» Record list:

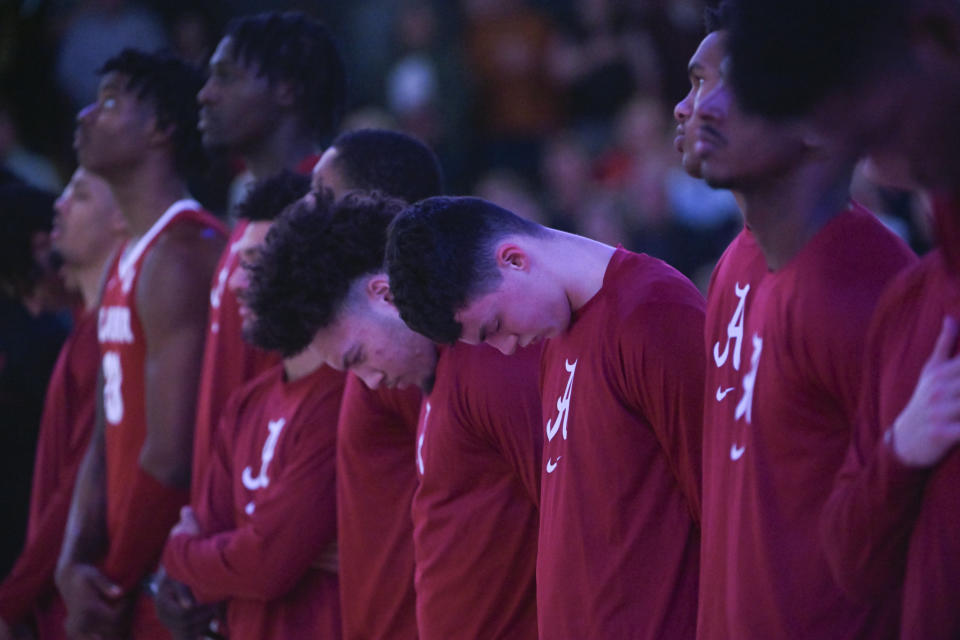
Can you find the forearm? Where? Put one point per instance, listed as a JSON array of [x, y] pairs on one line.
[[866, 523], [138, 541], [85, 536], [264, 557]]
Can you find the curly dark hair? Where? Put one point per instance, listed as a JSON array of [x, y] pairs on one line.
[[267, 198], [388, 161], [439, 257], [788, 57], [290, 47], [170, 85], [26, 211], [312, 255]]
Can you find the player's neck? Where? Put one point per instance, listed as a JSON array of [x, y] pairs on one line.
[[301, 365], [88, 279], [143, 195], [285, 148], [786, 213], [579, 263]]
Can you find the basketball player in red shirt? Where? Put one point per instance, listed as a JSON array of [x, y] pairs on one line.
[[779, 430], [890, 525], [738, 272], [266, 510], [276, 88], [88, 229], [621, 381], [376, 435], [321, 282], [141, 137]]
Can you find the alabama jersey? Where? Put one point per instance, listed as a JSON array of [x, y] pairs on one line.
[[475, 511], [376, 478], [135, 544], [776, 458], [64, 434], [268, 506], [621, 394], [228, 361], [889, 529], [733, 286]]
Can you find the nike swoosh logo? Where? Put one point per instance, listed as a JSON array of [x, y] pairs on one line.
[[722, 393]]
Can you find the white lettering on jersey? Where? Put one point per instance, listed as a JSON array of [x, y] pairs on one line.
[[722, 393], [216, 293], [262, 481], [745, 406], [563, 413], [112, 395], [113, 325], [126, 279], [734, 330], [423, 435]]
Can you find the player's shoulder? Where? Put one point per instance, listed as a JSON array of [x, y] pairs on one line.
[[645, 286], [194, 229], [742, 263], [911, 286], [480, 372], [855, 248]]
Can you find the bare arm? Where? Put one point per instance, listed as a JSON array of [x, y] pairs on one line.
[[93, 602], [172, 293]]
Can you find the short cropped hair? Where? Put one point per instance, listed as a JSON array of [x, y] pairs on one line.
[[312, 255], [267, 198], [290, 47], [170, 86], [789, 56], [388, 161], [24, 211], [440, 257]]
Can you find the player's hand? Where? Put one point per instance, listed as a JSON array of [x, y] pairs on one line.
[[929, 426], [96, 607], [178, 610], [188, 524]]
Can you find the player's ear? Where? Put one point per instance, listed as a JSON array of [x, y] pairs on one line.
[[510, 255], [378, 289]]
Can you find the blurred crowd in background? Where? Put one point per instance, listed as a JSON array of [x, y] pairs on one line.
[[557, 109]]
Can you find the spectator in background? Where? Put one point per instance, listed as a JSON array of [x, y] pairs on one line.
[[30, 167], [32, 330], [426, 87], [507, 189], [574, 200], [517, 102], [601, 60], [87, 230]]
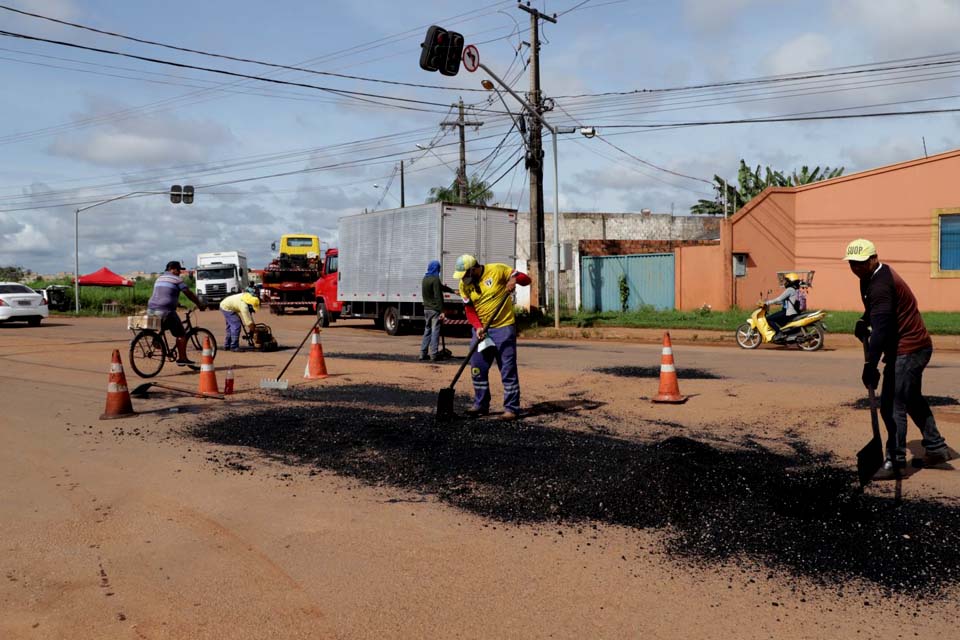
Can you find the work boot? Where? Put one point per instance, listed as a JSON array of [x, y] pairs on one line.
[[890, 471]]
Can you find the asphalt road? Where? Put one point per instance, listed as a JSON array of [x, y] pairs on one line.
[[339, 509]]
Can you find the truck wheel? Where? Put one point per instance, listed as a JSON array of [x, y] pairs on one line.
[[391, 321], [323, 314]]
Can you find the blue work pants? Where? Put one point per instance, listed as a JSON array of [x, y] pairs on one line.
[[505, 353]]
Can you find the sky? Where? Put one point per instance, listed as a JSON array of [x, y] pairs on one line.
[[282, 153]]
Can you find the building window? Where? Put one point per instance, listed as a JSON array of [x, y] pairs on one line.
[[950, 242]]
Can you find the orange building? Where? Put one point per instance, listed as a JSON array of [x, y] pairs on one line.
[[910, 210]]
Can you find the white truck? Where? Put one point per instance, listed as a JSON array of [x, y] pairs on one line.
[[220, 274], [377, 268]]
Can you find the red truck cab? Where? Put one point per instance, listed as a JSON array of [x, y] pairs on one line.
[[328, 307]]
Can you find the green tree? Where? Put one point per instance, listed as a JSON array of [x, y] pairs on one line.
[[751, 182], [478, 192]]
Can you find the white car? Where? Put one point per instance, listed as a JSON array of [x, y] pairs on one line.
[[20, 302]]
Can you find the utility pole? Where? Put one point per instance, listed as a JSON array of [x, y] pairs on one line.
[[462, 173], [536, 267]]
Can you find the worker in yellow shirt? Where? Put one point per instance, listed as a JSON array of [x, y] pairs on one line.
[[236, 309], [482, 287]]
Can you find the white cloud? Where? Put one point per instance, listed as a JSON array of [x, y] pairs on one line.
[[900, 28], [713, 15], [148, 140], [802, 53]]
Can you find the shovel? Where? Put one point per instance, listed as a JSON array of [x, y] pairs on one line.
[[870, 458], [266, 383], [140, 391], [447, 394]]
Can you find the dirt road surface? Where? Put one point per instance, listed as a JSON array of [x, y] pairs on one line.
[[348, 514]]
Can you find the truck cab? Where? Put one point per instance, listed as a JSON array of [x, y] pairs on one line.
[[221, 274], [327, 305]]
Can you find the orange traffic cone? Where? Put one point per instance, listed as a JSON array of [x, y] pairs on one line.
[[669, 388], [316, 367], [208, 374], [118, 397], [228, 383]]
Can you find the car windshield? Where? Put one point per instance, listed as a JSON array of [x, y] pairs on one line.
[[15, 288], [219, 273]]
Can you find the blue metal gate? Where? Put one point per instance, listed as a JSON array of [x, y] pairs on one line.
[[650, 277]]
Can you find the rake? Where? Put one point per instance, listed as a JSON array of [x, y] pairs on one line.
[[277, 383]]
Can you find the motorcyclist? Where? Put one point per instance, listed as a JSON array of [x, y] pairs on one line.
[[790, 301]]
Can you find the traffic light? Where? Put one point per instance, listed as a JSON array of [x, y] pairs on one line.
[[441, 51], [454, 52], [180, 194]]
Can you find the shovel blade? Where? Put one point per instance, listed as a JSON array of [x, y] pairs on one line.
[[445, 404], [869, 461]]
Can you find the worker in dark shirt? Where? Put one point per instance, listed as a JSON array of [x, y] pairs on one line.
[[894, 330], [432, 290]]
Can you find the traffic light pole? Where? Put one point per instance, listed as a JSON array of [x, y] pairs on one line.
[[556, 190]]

» The exercise:
Rewrite all of the records above, replacing "Put one point per instance" with "Mark each instance with a single point" and leaving everything else unchanged. Leave the pictures out of your answer.

» The output:
Can you find the forearm? Where? Mark each instance with a single point, listed as a JSON array of [x, y] pairs on one line.
[[866, 523], [138, 541], [85, 536], [264, 557]]
Can you find the curly dark hair? Where? Mark each instance with a single point, listed as a JSON array of [x, y] pairs on one line.
[[267, 198], [388, 161], [439, 257], [788, 57], [290, 47], [170, 85], [26, 211], [312, 255]]
Can you find the player's neck? Where? Mark each instance with a single point, listed as a JSON array of [x, y] pairs on one line.
[[301, 365], [88, 279], [143, 195], [285, 148], [786, 213], [579, 263]]
Can you find the basketball player in red shirt? Where? Mark each instance with a single point, listed as a JSON array of [x, y] pairs on one line.
[[779, 430], [890, 525], [738, 272], [266, 510], [276, 88], [88, 229], [621, 381], [376, 435], [321, 282], [141, 137]]
Can you find the alabama jersey? Where? Mark each instance with a single point, listed as a JSON array of [x, y] pairs on one line.
[[475, 511], [376, 478], [135, 544], [776, 458], [64, 434], [268, 506], [621, 394], [228, 361], [889, 529], [733, 286]]
Can you find the nike swoosh logo? Where? Mark each instance with a single point, listed as a JSON array of [x, y] pairs on one line.
[[722, 393]]
Can you find the white lettering on jersey? Where? Mark each instance with a single point, listed as a JSON array of [x, y] pairs on one line.
[[722, 393], [216, 293], [262, 481], [745, 406], [563, 413], [112, 395], [113, 325], [126, 279], [734, 330], [423, 435]]
Can you find the player's shoulder? Where? Mark each instance with a single point, listed as a JSON array of [x, y] pairs on one line.
[[645, 286], [194, 229], [742, 263], [911, 286], [480, 372], [855, 248]]
Can you find the bare arm? Where? Mark each instance with a single point, listed as a JSON array of [x, y] pairs on one line.
[[93, 602], [172, 293]]
Can you find the short cropped hair? Where? Mark each instance with a single point, listed as a JSON array of [x, y] pairs on one line.
[[312, 255], [267, 198], [290, 47], [170, 86], [789, 56], [388, 161], [24, 211], [440, 257]]
Can you find the player's hand? Where? Mark each instance with a single point, listed as a JSON array of [x, y] pairs on one line.
[[929, 426], [96, 607], [178, 610], [188, 524]]
Can you find the player's ear? Where? Mark each instance with a single point, listed as a JSON array of [x, y] pairs on one line.
[[510, 255], [378, 289]]
Can you find the blurred crowd in background? Where? Mark each instance with a single point, listed as a JSON array of [x, y] pairs on one line.
[[557, 109]]
Can you find the spectator in background? Where? Mark each instance with a single point, listed as a JSON array of [x, y] pairs on one line.
[[30, 167], [32, 330], [426, 87], [507, 189], [574, 200], [517, 102], [601, 60], [87, 230]]
Can you find the work boot? Where? Mark each instance with a single point, listed as a JSON array of [x, y] pairs on one line.
[[890, 471]]
Can you find the asphalt road? Where? Mark each instance with a single point, listed as a JSON array of [x, y] pairs on one line.
[[339, 509]]
Can you find the truck wheel? Where? Mark each instance with a single point, listed as a JSON array of [x, y] pairs on one line.
[[391, 321], [323, 314]]
Can you find the blue work pants? Where? Mark each instance with a single point, listed as a JSON array of [x, y] pairs on one line.
[[505, 353]]
Can you find the sky? Where? Mark each instance with a single point, listed as a JSON array of [x, y] pairs on one line.
[[282, 153]]
Can you find the building window? Where? Mark each instance with a single point, listed as a JSON array of [x, y] pairs on one line.
[[950, 242]]
Can you find the orange building? Where? Mark each instance with a single point, listed as a JSON array of [x, y] pairs on one line.
[[910, 210]]
Can you find the white truck? Where? Mark each instance with a single point, listed as a JSON array of [x, y] pairs on one line.
[[220, 274], [377, 268]]
Can you find the red truck cab? Where? Mark each instance with a single point, listed as a JSON array of [x, y] pairs on one line.
[[328, 307]]
Can you find the green tree? Where? Mark each instance with a single point, listed as a JSON array of [x, y] pairs on one line.
[[751, 182], [478, 192]]
Can you find the white car? Where? Mark each instance with a single point, listed as a JSON array of [x, y] pairs on one line.
[[20, 302]]
Can you find the utility pole? Where? Mark each instance with a single point, listed as a JSON array of [x, y] pairs on one line.
[[462, 173], [536, 267]]
Can you find the worker in yellow shirt? Where? Mark each instance with a single point, listed as a JSON array of [x, y] pairs on one line.
[[236, 309], [482, 287]]
Can you find the white cloud? Where? Mark each instance with a single point, listed as a JSON array of [x, y] pairs on one line.
[[900, 28], [713, 15], [148, 140], [802, 53]]
Can you find the shovel? Where? Mark each instance with a single point, listed as a JSON array of [x, y] pairs on one line.
[[870, 458], [266, 383], [140, 391], [447, 394]]
Can you find the dirt road surface? Where? Mark each instance with a single point, listed as a JSON array of [x, y] pairs on one line.
[[348, 514]]
Can you find the truck cab? Where? Mark each instance with a single point, listed as a JSON array of [x, y] pairs on one line.
[[221, 274], [327, 305]]
Can you find the orange traffic cone? Where? Mark each instance with a single point, listed as a JSON array of [x, y] pairs on one line.
[[669, 388], [316, 367], [208, 374], [118, 397], [228, 383]]
Can you find the car windshield? Where? Mark each instance with a single point, listed as a JSON array of [x, y] pairs on one line.
[[15, 288], [219, 273]]
Can you find the blue metal gate? Where? Mark each instance with a single point, listed as a JSON array of [x, y] pairs on one line.
[[650, 277]]
Can you find the rake? Where? Mark each instance with a single point, listed as a JSON array of [x, y] pairs on one line.
[[277, 383]]
Can you find the motorcyclist? Where? Mark each instance with a single point, listed as a JSON array of [x, y] pairs on one line.
[[790, 301]]
Can you find the traffic light? Where? Mark each instance with a single point, listed as a JSON array of [x, y] pairs on one line.
[[441, 51], [454, 52], [180, 194]]
Can you find the shovel blade? Where? Mark each instance with a single point, listed as a JSON array of [x, y] pairs on one line.
[[445, 404], [869, 461]]
Can you find the worker in dark shirt? Where? Mark each instance with a single point, listed as a JSON array of [x, y] pairs on one line.
[[894, 330], [432, 290]]
Can you find the traffic light pole? Where? Mark each instance with a single point, listed as a JSON array of [x, y] pairs on one line.
[[556, 190]]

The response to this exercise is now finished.